• _Exercise directions_
Could you format the records below, from the line containing "Objective — indicate one point on every instance of the white" through the last line of the records, as a JSON list of strings with one string per line and blank lines left out?

━━━━━━━━━━━━━━━━━━━━━━━━━━━━━━

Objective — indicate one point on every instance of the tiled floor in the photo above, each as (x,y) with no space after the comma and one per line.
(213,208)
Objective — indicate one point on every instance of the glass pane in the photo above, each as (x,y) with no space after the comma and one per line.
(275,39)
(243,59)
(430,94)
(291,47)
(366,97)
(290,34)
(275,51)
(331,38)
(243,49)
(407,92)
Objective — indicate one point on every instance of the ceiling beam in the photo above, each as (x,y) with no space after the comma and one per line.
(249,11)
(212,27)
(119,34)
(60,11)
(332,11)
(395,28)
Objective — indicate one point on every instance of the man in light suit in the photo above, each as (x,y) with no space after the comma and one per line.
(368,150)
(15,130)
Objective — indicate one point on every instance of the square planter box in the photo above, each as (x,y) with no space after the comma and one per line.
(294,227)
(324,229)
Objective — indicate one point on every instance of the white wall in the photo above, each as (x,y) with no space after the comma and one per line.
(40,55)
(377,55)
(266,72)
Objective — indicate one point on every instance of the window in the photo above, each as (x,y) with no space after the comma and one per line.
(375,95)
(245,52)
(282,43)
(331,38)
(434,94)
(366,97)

━━━━━━━━━━━━━━━━━━━━━━━━━━━━━━

• _Result of this task_
[
  "Objective — indicate one point on every instance of the white wall in the photo above, each as (x,y) with no space after the comma and one per line.",
  "(40,55)",
  "(377,55)",
  "(266,72)",
  "Objective — indicate one point on every instance of the window in the photo above, each as (x,y) with no space after the comma and one per line.",
  "(375,95)",
  "(245,52)",
  "(282,43)",
  "(331,38)",
  "(434,94)",
  "(366,97)"
]